▶ _Exercise directions_
Edit the material below so that every occurrence of "rough mask" reads "coarse mask", and leave everything else unchanged.

•••

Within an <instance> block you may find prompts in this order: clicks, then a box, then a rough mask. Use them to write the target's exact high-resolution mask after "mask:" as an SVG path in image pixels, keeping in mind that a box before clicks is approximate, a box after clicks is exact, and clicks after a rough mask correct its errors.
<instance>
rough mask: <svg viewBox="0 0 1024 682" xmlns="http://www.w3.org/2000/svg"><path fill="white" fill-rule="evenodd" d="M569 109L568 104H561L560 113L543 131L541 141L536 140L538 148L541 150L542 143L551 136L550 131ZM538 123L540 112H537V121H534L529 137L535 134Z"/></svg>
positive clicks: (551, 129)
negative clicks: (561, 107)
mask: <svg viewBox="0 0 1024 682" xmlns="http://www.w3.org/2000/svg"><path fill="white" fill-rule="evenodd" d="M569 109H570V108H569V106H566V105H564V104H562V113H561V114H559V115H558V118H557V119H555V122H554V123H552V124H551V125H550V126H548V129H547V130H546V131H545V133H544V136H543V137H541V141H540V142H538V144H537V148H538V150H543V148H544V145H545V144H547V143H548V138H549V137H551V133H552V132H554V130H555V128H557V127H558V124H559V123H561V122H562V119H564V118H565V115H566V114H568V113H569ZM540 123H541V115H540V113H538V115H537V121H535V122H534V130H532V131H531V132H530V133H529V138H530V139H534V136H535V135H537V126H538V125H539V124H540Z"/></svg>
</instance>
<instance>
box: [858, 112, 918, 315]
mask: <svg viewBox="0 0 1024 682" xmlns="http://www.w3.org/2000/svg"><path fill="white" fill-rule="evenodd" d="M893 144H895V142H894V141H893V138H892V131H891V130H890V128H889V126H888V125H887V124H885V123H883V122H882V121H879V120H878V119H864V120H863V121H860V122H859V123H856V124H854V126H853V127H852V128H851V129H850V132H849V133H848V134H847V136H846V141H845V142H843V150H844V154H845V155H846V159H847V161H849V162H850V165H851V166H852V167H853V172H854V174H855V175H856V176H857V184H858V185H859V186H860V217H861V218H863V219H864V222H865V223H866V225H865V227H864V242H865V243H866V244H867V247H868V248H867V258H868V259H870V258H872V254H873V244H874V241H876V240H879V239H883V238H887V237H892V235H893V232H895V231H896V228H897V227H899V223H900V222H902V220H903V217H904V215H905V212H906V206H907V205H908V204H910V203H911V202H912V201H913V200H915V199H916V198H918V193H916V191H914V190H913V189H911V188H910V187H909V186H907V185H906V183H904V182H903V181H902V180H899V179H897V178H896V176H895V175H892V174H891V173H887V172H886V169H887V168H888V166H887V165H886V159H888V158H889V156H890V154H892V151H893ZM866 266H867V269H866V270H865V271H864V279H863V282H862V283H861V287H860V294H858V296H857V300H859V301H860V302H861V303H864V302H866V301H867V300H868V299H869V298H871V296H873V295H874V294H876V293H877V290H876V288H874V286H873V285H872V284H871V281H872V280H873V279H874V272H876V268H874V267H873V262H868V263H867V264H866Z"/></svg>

•••

▶ _Response to this task_
Within an <instance> block you may find prompts in this order: clicks, then a box, then a coarse mask. Use them to write the target's exact high-resolution mask after "mask:" as an SVG path in image pixels, keeping in mind that a box before clicks is approximate, a box after clicks is exact, and clicks after a coarse mask correct its errors.
<instance>
coarse mask: <svg viewBox="0 0 1024 682" xmlns="http://www.w3.org/2000/svg"><path fill="white" fill-rule="evenodd" d="M569 109L568 104H561L560 113L543 131L541 141L536 140L538 148L541 150L542 143L551 136L550 131ZM538 123L540 112H537V121H534L529 137L535 134Z"/></svg>
positive clicks: (551, 129)
negative clicks: (561, 107)
mask: <svg viewBox="0 0 1024 682" xmlns="http://www.w3.org/2000/svg"><path fill="white" fill-rule="evenodd" d="M569 109H570V108H569V106H566V105H564V104H562V113H561V114H559V115H558V118H557V119H555V122H554V123H552V124H551V125H550V126H548V129H547V130H546V131H545V133H544V136H543V137H541V141H540V142H538V144H537V148H538V150H543V148H544V145H545V144H547V143H548V138H549V137H551V133H552V132H554V130H555V128H557V127H558V124H559V123H561V122H562V119H564V118H565V115H566V114H568V113H569ZM540 123H541V115H540V113H538V115H537V121H535V122H534V130H532V131H531V132H530V133H529V138H530V139H534V136H535V135H537V126H538V125H539V124H540Z"/></svg>
</instance>
<instance>
box: [858, 112, 918, 315]
mask: <svg viewBox="0 0 1024 682" xmlns="http://www.w3.org/2000/svg"><path fill="white" fill-rule="evenodd" d="M893 144H895V142H894V141H893V138H892V131H891V130H890V128H889V126H888V125H887V124H885V123H883V122H882V121H879V120H878V119H864V120H863V121H860V122H859V123H856V124H854V126H853V127H852V128H851V129H850V132H849V133H848V134H847V136H846V141H845V142H843V150H844V154H845V155H846V159H847V161H849V162H850V165H851V166H852V167H853V172H854V174H855V175H856V176H857V184H858V185H859V186H860V217H861V218H863V219H864V222H865V223H866V225H865V227H864V242H865V243H866V244H867V247H868V248H867V258H868V259H870V258H872V254H873V244H874V241H876V240H879V239H883V238H887V237H892V235H893V232H895V231H896V228H897V227H899V223H900V222H902V220H903V217H904V215H905V212H906V206H907V205H908V204H910V203H911V202H912V201H913V200H915V199H916V198H918V193H916V191H914V190H913V189H911V188H910V187H909V186H907V185H906V183H904V182H903V181H902V180H899V179H897V178H896V176H895V175H892V174H891V173H887V172H886V169H887V168H888V166H887V165H886V159H888V158H889V156H890V154H892V151H893ZM866 266H867V269H866V270H865V271H864V279H863V282H862V283H861V287H860V294H858V296H857V300H859V301H860V302H861V303H864V302H866V301H867V300H868V299H869V298H871V296H873V295H874V294H876V293H877V290H876V288H874V286H873V285H872V284H871V281H872V280H873V279H874V272H876V268H874V267H873V262H868V263H867V264H866Z"/></svg>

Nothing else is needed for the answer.